Check your understanding:
1. Check each statement below against the restaurant text and answer yes or no for each, quoting the words from the text that decide it.
(a) During the closure, Como changed its wine program to focus on B.C.
(b) Each of ARVI's takeout boxes held a three-course menu for two people.
(c) ARVI's reservations have returned to what they once were.
2. Answer these questions from the restaurant text.
(a) What did Como turn its space into during the closure?
(b) Where on ARVI's premises is the à la carte menu served?
(c) What has Pluvio Restaurant + Rooms extended?

Document text:
During the closure, Como turned their space into an indoor market – the conservas (canned Spanish seafood) flew off the shelves – switched their wine program to focus on B.C., and changed the tip–out format with more benefits for back–of–house, putting people over profits. In addition to innovative revenue streams like the market, the new provincial wholesale discount on liquor and Como’s Mount Pleasant neighbourhood location have played a big part in the restaurant’s survival. “Smaller restaurants are doing well, with some pizza spots doing even better than before,” he says. “The restaurants in the downtown core that are more tourist or office tower–based are having a really hard time.” Totes and T–shirts were designed to help raise money for the staff emergency fund, with proceeds also going to the Vancouver Food and Beverage Community. And restaurant industry people from Sydney to Copenhagen to Toronto are buying them. “I bought one of Donna’s T–shirts the other day, and I’ll wear it at the restaurant,” says Layton. “Those kinds of things help.”

ARVI — Quebec City

“The current climate in Quebec City remains uncertain. We rely heavily on international tourists who have not been here this summer. A lot of restaurants are in survival mode.”

— chef Julien Masia

Dinner served on a round plate with gravy at ARVI
   Photo: ARVI

“I was really emotional,” explains Masia when talking about ARVI’s closure. “It was frustrating because there was a lot of talk about businesses reopening, but nothing regarding restaurants. Not a crumb.” ARVI took their time to pivot to a takeout business. “Each box contained a four–course menu for two people. We wanted to make sure it was the right combination of assembly and cooking for our clients,” Masia explains, “and to guarantee that restaurant quality at home.”

The team at ARVI prep for their dinner service
   Photo: ARVI

Since reopening, ARVI is adjusting to the lack of tourism. “The current climate in Quebec City remains uncertain. We rely heavily on international tourists who have not been here this summer. A lot of restaurants are in survival mode,” Masia explains. While they are unable to use their dining room to maximum capacity, and the reservations aren’t anywhere near what they once were, they are seeing an uptick thanks to the à la carte menu on their terrace.

The closure has afforded Masia time to disconnect from the business and focus on new ideas. “It’s rare in this industry, especially as a chef–owner, to have so much time off,” he says. “I’ve enjoyed spending time with my family. We’ll do the math on the restaurant at the end of the year.”

Pluvio Restaurant + Rooms — Ucluelet, B.C.

“The experience of restaurant dining is so valuable now. We’ve extended our reservation times because people want to linger... Guests are more appreciative than ever.”

Data extracts:
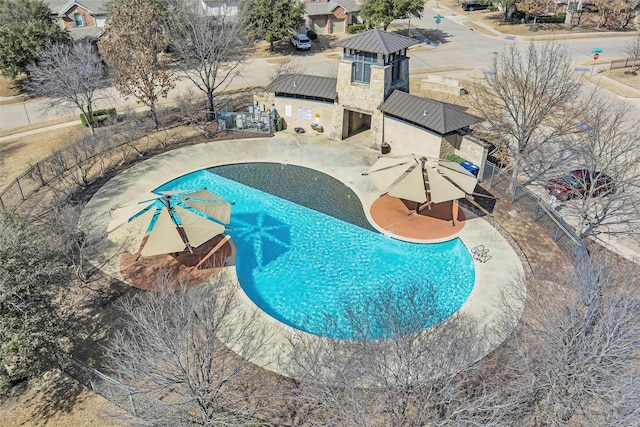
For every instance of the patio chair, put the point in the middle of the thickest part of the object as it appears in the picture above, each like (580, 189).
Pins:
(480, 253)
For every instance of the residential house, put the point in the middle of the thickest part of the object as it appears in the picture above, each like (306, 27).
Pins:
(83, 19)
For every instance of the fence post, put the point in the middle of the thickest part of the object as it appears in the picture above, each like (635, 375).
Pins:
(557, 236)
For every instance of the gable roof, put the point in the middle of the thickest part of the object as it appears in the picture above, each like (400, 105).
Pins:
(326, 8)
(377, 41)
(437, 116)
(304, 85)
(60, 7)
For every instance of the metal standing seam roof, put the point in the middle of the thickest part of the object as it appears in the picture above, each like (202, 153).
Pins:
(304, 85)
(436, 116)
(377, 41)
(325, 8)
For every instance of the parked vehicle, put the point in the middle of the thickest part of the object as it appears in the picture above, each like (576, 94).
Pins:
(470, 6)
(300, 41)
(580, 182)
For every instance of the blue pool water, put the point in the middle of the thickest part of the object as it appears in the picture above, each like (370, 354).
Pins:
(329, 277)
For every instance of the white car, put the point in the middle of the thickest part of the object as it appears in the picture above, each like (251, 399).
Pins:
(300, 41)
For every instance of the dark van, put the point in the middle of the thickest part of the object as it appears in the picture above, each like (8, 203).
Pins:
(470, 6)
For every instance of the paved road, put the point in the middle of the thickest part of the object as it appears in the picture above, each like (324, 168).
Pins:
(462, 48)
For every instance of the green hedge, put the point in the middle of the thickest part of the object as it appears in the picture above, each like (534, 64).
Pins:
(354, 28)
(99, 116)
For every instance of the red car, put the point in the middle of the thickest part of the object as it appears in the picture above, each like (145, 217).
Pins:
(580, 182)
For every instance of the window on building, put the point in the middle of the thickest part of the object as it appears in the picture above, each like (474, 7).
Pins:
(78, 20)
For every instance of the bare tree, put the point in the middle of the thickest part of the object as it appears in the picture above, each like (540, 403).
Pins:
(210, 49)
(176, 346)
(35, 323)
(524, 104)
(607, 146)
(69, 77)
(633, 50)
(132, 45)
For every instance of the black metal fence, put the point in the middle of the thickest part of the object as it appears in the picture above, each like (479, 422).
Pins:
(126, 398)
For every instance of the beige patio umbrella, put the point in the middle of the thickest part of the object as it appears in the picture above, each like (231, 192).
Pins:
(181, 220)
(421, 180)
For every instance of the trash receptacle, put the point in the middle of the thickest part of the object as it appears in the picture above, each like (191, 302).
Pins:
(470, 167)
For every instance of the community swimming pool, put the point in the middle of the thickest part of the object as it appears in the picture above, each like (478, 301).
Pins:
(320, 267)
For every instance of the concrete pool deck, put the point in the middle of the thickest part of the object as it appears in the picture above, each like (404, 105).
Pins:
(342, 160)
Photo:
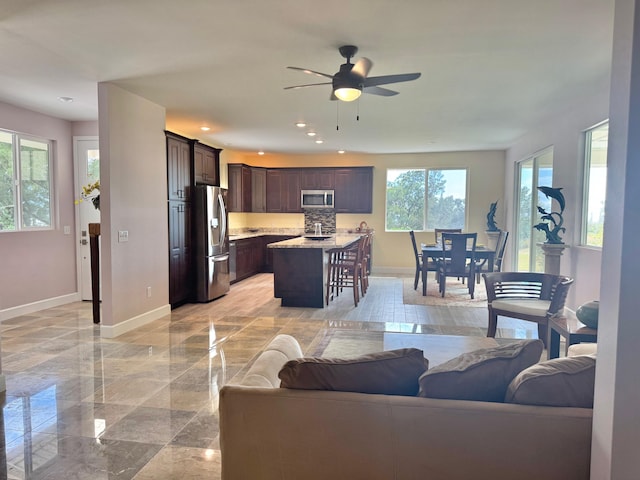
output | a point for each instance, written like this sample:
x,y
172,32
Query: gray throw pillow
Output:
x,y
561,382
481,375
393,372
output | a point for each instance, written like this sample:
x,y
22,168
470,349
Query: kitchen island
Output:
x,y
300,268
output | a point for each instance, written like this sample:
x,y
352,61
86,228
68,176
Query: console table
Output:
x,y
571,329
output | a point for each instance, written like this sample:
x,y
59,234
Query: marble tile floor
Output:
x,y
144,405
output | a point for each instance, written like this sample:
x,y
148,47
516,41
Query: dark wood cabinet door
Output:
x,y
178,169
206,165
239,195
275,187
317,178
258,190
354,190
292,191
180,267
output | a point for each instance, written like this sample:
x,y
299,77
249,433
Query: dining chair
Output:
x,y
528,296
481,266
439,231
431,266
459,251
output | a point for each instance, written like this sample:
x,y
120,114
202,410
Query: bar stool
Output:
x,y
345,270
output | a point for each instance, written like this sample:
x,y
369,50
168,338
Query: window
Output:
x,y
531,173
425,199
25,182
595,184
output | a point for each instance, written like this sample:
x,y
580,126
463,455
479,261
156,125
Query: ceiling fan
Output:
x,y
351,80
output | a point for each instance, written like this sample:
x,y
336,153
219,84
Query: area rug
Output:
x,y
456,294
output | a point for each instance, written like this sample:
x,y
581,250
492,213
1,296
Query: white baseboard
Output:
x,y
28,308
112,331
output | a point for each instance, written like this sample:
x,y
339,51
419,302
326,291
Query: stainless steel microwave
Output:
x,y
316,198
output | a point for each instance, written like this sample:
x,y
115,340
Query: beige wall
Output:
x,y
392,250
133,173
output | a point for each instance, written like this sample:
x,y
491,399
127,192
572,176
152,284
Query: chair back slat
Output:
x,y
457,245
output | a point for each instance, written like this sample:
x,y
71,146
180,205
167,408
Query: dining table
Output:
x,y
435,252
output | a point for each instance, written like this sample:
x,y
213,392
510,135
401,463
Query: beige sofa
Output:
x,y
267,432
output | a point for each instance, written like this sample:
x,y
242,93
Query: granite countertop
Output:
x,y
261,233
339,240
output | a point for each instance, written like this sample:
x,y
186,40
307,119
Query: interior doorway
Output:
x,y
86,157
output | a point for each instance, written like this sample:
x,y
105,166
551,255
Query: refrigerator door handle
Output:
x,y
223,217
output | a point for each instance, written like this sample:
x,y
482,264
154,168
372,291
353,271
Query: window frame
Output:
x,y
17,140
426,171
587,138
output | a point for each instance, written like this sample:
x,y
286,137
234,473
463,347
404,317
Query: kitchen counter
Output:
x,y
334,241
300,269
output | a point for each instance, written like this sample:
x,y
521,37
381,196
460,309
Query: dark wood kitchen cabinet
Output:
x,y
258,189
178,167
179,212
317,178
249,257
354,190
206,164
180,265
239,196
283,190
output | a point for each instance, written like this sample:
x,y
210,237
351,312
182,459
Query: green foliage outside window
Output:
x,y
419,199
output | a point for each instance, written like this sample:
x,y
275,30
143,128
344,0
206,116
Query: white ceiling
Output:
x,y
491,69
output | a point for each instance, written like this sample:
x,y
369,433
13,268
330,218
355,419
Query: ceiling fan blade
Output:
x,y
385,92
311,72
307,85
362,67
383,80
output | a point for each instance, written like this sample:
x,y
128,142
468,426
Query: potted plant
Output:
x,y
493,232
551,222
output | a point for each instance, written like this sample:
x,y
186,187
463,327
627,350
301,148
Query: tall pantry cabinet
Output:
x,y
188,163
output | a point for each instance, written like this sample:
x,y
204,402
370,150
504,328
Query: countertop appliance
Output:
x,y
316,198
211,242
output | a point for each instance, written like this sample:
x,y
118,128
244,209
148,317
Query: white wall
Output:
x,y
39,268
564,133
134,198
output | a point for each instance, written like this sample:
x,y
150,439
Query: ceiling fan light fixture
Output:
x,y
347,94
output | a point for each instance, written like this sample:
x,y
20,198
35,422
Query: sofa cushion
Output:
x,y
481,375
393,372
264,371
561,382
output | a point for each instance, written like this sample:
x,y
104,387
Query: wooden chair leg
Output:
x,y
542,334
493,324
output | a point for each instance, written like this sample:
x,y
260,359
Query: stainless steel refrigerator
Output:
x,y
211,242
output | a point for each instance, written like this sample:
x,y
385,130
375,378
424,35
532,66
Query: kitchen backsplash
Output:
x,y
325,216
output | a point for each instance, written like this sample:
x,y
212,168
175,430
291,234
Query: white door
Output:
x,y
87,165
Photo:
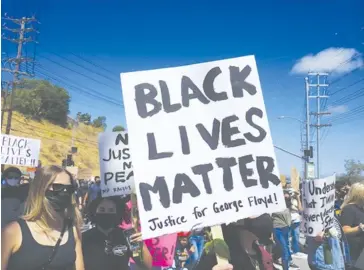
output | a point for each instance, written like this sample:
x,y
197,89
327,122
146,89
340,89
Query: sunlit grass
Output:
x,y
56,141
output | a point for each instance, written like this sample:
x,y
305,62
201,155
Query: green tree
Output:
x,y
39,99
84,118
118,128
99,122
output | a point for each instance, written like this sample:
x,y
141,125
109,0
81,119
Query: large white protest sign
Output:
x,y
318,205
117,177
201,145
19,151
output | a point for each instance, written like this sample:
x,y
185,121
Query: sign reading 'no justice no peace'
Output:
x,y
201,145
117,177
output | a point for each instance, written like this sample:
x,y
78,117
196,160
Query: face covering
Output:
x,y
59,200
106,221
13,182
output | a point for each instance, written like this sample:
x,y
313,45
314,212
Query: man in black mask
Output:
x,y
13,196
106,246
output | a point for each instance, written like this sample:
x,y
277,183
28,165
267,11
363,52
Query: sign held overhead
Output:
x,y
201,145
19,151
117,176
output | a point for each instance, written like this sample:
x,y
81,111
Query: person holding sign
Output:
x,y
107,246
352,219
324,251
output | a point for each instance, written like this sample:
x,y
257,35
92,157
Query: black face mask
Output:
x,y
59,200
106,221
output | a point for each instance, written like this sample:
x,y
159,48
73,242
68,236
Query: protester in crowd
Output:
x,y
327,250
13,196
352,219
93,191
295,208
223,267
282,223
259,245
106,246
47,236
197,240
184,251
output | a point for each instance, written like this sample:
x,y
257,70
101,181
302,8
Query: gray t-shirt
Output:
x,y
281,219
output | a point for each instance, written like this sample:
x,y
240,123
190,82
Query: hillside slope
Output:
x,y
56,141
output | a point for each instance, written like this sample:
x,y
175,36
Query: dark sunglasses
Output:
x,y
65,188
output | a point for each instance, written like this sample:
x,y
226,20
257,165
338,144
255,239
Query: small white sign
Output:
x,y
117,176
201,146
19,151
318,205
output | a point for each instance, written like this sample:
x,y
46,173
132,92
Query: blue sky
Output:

Written responses:
1.
(a) Yes: "switched their wine program to focus on B.C."
(b) No: "Each box contained a four–course menu for two people."
(c) No: "the reservations aren’t anywhere near what they once were"

2.
(a) An indoor market.
(b) On the terrace.
(c) Its reservation times.